::: SOURCE RECORDS :::

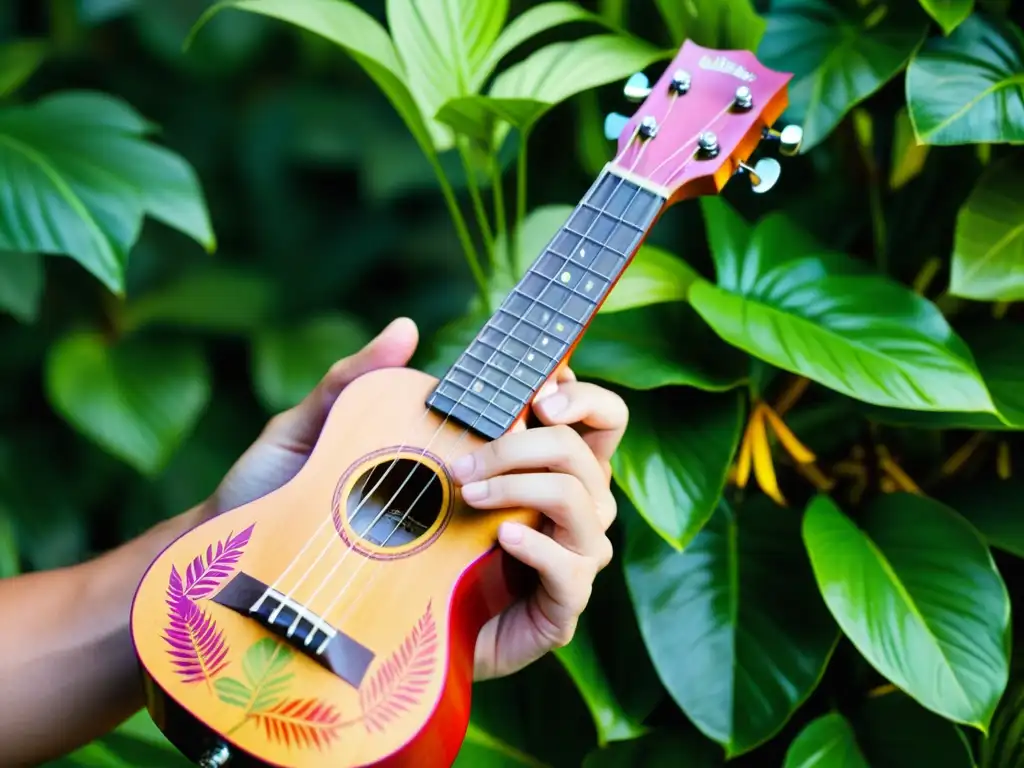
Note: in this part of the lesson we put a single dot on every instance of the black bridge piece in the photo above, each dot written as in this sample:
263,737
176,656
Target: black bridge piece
342,655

:::

▸ **TASK GOAL**: List each line of the records above that contains the string "bridge", copying every such line in full.

▸ **SOLUTION FOR THIS TASK**:
Note: in this part of the lesson we put a single dot on every instance of the black bridge piece in the photo above, each dot written as in this sample:
Target: black bridge piece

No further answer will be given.